#### RAW RECORDS:

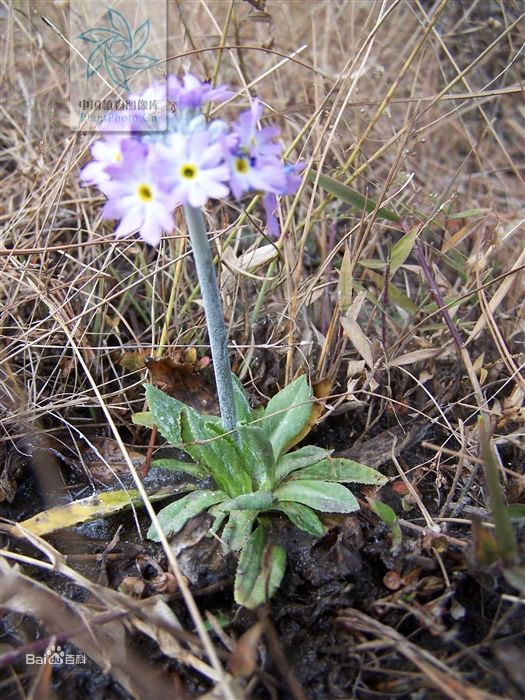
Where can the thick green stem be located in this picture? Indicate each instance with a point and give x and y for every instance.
(214, 317)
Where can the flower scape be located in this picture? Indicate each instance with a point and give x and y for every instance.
(147, 173)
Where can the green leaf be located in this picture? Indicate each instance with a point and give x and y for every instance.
(177, 465)
(143, 418)
(350, 196)
(287, 413)
(402, 249)
(219, 517)
(397, 536)
(260, 570)
(258, 500)
(166, 414)
(342, 470)
(257, 455)
(242, 405)
(215, 450)
(99, 505)
(319, 495)
(394, 294)
(238, 529)
(172, 517)
(304, 457)
(302, 517)
(387, 514)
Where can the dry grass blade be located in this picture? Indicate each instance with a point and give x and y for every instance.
(400, 112)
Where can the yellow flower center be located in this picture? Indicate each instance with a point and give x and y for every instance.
(241, 165)
(188, 171)
(145, 193)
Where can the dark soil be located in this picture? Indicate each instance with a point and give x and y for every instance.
(356, 616)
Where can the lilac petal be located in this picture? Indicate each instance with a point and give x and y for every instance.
(130, 223)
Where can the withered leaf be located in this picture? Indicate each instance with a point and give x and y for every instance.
(179, 375)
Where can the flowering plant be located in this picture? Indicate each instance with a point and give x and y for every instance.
(146, 173)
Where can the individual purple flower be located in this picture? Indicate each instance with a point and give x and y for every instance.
(106, 152)
(291, 185)
(248, 174)
(193, 168)
(136, 197)
(252, 157)
(191, 92)
(253, 141)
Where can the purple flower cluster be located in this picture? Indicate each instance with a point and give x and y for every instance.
(145, 174)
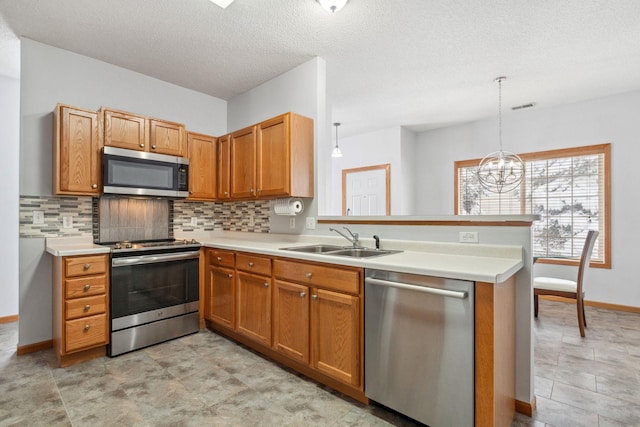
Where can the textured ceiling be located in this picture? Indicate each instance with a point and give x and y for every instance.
(416, 63)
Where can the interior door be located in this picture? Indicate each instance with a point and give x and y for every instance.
(365, 191)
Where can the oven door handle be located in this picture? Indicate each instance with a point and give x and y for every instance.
(152, 259)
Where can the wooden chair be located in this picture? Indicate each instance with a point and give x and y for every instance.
(567, 288)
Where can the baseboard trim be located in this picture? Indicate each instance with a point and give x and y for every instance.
(526, 408)
(596, 304)
(9, 319)
(36, 346)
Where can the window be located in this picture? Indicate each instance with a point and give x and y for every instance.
(568, 188)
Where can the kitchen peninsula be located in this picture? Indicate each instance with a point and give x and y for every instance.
(255, 255)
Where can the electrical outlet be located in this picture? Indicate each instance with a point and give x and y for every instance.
(468, 237)
(38, 217)
(311, 223)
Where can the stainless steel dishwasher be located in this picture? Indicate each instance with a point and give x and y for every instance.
(419, 346)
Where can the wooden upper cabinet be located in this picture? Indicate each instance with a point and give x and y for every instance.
(202, 166)
(167, 138)
(77, 166)
(125, 130)
(243, 163)
(224, 167)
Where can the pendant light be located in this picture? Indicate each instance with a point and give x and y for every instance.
(332, 6)
(336, 150)
(501, 170)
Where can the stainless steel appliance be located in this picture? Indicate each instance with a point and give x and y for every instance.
(154, 293)
(144, 174)
(419, 346)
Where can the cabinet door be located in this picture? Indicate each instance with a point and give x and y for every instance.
(291, 320)
(243, 163)
(254, 307)
(125, 130)
(77, 166)
(167, 138)
(202, 166)
(221, 296)
(335, 328)
(224, 167)
(273, 163)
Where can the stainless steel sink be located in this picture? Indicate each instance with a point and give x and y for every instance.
(362, 253)
(340, 251)
(314, 249)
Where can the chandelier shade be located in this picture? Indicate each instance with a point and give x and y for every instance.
(501, 170)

#### TASK DETAILS:
Reproduce all of the material with every "instance" changed to "occurrence" and nothing else altered, leaving out the pictures.

#### REPLY TO THE TASK:
Where can the thick green stem be located in this picture? Indicate each occurrence with a point and give x and y for every occurrence.
(214, 317)
Where can the flower scape be located in this picture? Indicate each occurrence with a point and give x and y for every occurrence.
(147, 173)
Where can the green leaf be located in this picture? Indicate each occurrence with a point and give x and y for every occurrence.
(177, 465)
(143, 418)
(350, 196)
(287, 413)
(402, 249)
(219, 517)
(397, 536)
(260, 570)
(258, 500)
(166, 414)
(342, 470)
(257, 455)
(242, 405)
(215, 450)
(99, 505)
(319, 495)
(394, 294)
(238, 529)
(172, 517)
(304, 457)
(302, 517)
(387, 514)
Where can the dry grass blade be located in this picture? Indicate each occurrence with a point and give x and y for every occurrence.
(400, 112)
Where can the yellow flower center be located in this picture? Indicate each occurrence with a point and give x and y for every occurrence.
(241, 165)
(188, 171)
(145, 193)
Where can the dark soil be located in this picture? Indicate each occurrence with a point and give x and y for every occurrence.
(356, 616)
Where can the lilac petal be located in this picture? Indicate each occurrence with a point and give x and y for every occurrence.
(130, 223)
Where can the withered leaf be located in this picture? Indicate each occurrence with a point and give x and y for every occurrence.
(179, 375)
Where can the flowering plant be located in this picture? Indicate each occurrence with a point and give x and y for every occurrence.
(146, 173)
Where can the individual purple flower be located in this picture? Indicate each occurrence with a point and give x and y for every occurrence.
(106, 152)
(291, 185)
(248, 174)
(193, 168)
(136, 197)
(252, 157)
(191, 92)
(253, 141)
Where can the purple flower cluster be located in this picture? Indicate each occurrence with a point and give x and y for every occurrence.
(145, 174)
Where can the textured ceiling be located in this picture? Indicate each occurrence with a point and give x and y for every occurrence.
(416, 63)
Where can the interior door be located in this picture? Indicate each occurrence with a point and give x and y for every occurrence.
(365, 191)
Where can the oven door handle be located in this picture? Indicate each occurrence with a point and give x and y for every occurrence.
(152, 259)
Where can the wooden chair be located in this picture? Indicate each occurrence with a point and give x and y for every occurrence.
(567, 288)
Where can the baseboard trim be located in this picture? Indicate each occurrence with a point and give x and y for every occurrence.
(526, 408)
(596, 304)
(9, 319)
(36, 346)
Where can the window be located in this picture? Indicate each occurrence with a point and give x and y for every occurrence.
(568, 188)
Where can the kitchen peninsula be located in this picture? Indicate each occurrence with a point and give x and y for every occurrence.
(255, 255)
Where can the electrical outlet be located in this picture? Indicate each occurrence with a point and give x and y for every occurrence.
(468, 237)
(38, 217)
(311, 223)
Where can the stainless steel dishwasher be located in this picture? Indicate each occurrence with a point and give x and y for every occurrence.
(419, 346)
Where can the wooden upper cabinet be located in this picture? Indicate each occurrence with a point and give x and y for every occurrence.
(202, 166)
(167, 138)
(77, 166)
(125, 130)
(243, 163)
(224, 167)
Where can the pendant light be located in this picture? Indicate each occurrence with a point and give x and y for every occurrence.
(332, 6)
(336, 150)
(501, 170)
Where can the stainless steel appliance be located in this picture? Indicate each occurrence with a point and give x and y for every occurrence.
(154, 293)
(144, 174)
(419, 346)
Where can the cabinet door be located in this picture? Indicate each occurrence with a point and give x and y for every occurrence.
(291, 320)
(243, 163)
(254, 307)
(125, 130)
(77, 166)
(167, 138)
(202, 166)
(221, 296)
(335, 328)
(224, 167)
(273, 163)
Where can the stainless steel sink be located in this picture? Indicate each occurrence with a point and give x and y for every occurrence.
(362, 253)
(340, 251)
(314, 249)
Where can the chandelier shade be located in this picture? Indicate each occurrence with a point and give x and y for every occurrence.
(501, 170)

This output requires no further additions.